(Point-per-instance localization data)
_ _ _

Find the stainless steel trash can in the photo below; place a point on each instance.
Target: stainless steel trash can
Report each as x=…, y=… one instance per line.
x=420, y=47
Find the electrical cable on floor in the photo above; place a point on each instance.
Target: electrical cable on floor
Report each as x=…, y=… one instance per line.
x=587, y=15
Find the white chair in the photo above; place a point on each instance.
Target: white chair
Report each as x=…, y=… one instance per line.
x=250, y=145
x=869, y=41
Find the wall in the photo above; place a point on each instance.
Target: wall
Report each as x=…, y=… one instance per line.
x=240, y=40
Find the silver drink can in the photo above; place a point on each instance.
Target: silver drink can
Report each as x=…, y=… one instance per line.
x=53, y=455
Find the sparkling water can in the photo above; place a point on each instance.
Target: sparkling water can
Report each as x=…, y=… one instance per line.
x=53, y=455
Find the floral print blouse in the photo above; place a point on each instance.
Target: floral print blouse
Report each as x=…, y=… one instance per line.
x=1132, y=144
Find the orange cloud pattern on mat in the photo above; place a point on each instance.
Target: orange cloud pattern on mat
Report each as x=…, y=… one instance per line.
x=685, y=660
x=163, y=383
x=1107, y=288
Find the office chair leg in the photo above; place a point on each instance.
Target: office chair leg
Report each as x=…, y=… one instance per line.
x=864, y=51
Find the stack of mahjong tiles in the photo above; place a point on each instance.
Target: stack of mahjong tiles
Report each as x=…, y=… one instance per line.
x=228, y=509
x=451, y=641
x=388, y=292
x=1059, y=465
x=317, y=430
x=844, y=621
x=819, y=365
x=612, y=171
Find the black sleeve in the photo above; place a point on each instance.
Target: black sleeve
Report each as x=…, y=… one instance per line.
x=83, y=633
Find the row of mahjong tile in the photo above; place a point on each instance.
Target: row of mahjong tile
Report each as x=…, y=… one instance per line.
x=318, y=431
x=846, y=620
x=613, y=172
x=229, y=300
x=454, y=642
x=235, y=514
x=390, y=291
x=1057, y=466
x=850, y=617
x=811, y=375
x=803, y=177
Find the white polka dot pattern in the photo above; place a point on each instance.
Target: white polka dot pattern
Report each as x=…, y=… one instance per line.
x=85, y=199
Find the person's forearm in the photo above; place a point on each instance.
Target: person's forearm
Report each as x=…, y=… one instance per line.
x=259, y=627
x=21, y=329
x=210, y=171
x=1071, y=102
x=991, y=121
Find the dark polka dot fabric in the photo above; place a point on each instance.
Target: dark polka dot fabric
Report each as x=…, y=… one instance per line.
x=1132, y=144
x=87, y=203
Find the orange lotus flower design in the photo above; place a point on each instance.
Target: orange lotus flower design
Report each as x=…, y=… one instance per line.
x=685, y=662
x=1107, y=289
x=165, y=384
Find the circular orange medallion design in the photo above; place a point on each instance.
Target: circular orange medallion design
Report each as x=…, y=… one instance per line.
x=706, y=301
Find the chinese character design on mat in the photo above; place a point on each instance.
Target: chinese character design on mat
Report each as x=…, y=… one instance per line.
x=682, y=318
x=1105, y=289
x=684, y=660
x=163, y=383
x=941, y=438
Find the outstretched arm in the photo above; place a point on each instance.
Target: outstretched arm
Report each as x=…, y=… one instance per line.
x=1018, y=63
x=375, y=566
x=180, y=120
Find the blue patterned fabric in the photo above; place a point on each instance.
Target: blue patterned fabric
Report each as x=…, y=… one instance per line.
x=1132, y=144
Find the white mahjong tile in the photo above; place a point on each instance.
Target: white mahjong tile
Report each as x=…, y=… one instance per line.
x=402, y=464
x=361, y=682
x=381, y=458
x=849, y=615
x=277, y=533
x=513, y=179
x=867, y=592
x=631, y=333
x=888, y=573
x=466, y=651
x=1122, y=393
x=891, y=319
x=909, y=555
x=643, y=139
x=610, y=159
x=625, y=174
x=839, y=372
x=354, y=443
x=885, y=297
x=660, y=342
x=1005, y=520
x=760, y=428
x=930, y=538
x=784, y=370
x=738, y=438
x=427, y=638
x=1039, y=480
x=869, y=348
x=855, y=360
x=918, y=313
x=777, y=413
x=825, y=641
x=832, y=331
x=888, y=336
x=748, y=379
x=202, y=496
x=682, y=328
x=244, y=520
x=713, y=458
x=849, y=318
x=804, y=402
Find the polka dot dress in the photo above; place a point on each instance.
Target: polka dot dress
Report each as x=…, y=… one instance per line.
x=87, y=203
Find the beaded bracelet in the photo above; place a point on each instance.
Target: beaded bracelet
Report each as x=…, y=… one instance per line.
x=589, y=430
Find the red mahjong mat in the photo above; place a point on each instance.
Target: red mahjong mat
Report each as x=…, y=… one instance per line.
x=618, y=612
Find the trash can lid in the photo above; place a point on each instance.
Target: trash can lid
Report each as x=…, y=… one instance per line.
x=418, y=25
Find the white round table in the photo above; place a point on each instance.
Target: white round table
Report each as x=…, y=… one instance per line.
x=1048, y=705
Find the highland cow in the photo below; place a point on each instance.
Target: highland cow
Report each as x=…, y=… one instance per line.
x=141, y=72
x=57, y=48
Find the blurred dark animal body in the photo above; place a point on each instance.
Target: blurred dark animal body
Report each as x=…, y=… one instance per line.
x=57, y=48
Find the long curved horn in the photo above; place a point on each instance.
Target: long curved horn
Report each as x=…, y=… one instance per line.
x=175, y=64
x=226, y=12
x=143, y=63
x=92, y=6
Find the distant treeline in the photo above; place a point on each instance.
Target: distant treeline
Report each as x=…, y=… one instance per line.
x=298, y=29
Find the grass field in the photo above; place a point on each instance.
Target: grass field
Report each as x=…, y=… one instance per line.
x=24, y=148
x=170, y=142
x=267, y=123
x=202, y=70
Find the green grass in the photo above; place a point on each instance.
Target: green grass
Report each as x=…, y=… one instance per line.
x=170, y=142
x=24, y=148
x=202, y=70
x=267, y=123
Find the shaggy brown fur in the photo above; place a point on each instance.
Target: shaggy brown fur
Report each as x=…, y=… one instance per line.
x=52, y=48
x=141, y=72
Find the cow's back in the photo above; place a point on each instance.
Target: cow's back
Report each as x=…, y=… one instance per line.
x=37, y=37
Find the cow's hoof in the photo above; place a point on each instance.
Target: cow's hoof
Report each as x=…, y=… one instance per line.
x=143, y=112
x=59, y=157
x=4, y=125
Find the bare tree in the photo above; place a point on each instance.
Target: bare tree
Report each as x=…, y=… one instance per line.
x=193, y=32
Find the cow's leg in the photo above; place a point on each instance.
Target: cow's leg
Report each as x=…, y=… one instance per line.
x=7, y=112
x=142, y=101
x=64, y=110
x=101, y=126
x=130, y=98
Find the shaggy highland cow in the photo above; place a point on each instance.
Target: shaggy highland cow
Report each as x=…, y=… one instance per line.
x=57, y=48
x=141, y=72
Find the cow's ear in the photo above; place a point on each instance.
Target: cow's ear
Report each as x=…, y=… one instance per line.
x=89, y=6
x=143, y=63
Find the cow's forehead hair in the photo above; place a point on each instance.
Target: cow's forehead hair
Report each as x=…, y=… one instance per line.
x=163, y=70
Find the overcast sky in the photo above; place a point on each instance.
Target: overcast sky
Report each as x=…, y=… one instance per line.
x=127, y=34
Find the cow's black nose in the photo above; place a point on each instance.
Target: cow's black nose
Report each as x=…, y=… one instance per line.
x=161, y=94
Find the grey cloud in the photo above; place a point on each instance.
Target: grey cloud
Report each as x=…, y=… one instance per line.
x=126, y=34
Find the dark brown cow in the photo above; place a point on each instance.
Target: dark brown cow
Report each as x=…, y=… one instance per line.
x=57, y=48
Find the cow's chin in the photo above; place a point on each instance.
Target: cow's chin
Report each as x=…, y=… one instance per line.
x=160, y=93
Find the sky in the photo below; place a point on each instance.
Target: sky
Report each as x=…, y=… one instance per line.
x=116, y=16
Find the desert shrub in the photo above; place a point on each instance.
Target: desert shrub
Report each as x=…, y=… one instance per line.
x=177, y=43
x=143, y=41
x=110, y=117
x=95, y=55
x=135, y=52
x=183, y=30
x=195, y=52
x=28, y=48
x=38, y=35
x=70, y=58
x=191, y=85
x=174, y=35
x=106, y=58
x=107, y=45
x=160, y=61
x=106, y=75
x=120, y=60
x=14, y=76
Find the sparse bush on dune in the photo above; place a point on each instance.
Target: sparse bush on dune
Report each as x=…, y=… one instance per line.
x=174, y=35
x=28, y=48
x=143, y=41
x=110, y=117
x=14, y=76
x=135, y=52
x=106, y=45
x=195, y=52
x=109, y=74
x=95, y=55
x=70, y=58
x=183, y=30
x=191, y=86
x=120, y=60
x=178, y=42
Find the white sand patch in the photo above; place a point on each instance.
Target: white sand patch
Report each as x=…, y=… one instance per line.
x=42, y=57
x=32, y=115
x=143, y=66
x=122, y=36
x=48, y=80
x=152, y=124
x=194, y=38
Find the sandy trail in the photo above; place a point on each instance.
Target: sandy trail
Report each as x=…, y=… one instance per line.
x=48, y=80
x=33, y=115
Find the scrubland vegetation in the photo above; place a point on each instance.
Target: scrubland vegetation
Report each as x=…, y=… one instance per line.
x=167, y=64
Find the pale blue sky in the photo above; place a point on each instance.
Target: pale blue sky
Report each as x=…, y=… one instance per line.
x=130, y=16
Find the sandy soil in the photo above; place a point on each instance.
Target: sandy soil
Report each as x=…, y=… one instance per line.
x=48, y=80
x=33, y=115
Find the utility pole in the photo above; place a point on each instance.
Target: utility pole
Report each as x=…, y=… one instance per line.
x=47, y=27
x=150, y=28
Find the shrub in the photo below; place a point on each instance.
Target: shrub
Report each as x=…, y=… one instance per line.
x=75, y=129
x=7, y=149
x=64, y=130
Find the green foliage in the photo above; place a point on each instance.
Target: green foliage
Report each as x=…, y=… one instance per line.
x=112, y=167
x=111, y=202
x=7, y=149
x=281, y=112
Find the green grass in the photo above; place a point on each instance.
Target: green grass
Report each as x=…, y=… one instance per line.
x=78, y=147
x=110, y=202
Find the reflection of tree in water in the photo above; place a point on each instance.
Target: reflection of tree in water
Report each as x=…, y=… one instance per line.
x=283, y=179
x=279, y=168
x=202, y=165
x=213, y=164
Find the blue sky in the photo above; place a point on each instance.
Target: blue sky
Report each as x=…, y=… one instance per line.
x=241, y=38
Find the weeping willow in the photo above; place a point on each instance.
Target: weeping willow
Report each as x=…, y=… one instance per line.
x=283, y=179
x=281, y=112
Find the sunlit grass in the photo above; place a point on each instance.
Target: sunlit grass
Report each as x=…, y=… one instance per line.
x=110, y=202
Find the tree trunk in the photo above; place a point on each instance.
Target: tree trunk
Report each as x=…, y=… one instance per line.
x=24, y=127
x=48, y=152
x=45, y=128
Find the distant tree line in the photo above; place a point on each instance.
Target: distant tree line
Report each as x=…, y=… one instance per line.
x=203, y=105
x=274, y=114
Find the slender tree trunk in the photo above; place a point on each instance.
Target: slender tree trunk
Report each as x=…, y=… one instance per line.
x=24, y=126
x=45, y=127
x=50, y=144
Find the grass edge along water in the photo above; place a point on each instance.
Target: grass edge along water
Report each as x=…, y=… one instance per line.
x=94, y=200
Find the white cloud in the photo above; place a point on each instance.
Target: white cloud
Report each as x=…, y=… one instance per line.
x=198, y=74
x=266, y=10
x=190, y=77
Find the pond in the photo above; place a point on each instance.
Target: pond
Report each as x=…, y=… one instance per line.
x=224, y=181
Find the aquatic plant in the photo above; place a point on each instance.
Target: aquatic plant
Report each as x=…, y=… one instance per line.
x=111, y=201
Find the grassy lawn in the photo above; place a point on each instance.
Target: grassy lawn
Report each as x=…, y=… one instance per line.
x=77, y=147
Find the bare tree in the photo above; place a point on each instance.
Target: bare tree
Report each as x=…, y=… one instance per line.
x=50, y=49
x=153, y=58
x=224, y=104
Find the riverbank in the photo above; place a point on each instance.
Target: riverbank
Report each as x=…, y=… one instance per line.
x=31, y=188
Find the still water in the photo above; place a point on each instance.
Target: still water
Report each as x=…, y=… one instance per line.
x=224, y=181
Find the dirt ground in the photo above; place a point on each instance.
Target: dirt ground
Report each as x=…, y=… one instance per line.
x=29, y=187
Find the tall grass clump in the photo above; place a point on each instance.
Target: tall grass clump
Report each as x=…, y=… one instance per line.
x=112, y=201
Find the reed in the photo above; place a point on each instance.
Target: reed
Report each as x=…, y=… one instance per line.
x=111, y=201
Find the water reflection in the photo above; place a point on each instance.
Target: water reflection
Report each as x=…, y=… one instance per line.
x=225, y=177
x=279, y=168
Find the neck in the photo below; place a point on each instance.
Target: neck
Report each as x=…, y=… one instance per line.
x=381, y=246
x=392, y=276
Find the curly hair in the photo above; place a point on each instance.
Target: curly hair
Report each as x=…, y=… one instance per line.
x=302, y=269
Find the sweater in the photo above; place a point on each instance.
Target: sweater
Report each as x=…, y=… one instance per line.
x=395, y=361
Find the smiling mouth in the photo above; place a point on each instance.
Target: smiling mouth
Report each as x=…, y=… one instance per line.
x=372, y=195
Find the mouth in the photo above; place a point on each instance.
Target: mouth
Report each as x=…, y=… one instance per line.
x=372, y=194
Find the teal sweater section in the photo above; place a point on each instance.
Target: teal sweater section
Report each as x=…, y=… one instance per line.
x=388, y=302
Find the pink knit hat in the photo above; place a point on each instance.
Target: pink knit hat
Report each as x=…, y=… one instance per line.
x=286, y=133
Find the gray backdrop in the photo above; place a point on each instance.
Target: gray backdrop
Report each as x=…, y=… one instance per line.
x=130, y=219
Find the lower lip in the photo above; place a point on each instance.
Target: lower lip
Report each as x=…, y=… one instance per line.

_ _ _

● **EXERCISE DIRECTIONS**:
Take the stretch of lines above from the one containing "Find the sparse" through the one containing "Target: pale blue sky" and repeat it exactly, adding no other line.

● **WRITTEN RESPONSE**:
Find the sparse bush on dune in the photo above; place a point on each instance.
Target: sparse bush on dune
Report each as x=…, y=… one instance per line.
x=174, y=35
x=28, y=48
x=143, y=41
x=110, y=117
x=14, y=76
x=135, y=52
x=106, y=45
x=195, y=52
x=109, y=74
x=95, y=55
x=70, y=58
x=183, y=30
x=191, y=86
x=120, y=60
x=178, y=42
Find the white sand patch in the photo above; place a point on each instance.
Target: white sand patch
Report each as x=…, y=… one instance per line.
x=42, y=57
x=32, y=115
x=143, y=66
x=122, y=36
x=48, y=80
x=152, y=124
x=194, y=38
Find the sandy trail in the photo above; place a point on each instance.
Target: sandy trail
Report each as x=…, y=… one instance per line.
x=48, y=80
x=33, y=115
Find the scrubland vegetation in the photo above; place a point on each instance.
Target: scrubland vegetation
Report each as x=…, y=… one instance per line.
x=167, y=64
Find the pale blue sky in the photo above; place a point on each instance.
Target: pale blue sky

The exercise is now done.